** GIVEN RECORDS follows **

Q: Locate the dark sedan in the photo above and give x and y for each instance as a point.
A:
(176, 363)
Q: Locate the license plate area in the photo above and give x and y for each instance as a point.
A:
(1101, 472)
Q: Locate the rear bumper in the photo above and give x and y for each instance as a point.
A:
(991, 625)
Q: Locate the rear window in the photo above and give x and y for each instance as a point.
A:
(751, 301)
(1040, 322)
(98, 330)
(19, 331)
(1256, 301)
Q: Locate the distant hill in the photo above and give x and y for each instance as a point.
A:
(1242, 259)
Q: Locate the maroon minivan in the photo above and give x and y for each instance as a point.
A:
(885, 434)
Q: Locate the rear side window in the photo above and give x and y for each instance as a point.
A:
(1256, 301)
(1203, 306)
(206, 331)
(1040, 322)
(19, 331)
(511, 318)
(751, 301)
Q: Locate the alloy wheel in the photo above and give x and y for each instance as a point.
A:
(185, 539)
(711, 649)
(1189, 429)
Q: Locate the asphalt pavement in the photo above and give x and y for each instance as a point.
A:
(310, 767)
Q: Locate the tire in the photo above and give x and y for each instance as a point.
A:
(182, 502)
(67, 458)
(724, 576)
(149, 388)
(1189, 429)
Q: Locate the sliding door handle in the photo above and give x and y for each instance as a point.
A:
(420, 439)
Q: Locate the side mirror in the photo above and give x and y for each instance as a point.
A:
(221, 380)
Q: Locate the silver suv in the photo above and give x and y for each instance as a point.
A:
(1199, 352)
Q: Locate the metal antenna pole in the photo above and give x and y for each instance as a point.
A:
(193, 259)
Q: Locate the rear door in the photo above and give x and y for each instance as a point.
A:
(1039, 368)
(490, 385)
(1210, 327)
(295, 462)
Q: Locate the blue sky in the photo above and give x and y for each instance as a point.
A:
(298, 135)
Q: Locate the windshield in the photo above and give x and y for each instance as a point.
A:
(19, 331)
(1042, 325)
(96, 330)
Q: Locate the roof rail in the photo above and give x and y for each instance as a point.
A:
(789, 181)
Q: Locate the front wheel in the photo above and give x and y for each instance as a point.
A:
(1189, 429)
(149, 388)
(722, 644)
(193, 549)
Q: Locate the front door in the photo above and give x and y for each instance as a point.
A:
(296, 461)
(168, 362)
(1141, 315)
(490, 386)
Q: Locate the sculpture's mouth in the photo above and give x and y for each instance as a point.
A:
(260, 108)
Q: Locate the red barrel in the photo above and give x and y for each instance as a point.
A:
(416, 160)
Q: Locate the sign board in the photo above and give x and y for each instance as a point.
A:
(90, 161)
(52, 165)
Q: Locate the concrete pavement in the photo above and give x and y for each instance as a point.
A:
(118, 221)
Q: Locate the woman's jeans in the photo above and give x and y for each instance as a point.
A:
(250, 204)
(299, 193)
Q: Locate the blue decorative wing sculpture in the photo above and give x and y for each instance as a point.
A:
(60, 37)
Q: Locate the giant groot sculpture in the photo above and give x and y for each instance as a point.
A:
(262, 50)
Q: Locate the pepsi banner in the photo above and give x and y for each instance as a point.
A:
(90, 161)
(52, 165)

** End of GIVEN RECORDS **

PROBLEM STATEMENT:
Please copy every line from the entries that includes the word "sculpture".

REPLY TO THE EXERCISE:
Q: Locate the sculpture's mouth in the photo above and give x and y for each instance as a point.
Q: Locate the blue decorative wing sculpture in the photo above and give x and y for each instance as a point.
Q: Locate the giant groot sculpture in the photo above and give x and y for each instance as a point.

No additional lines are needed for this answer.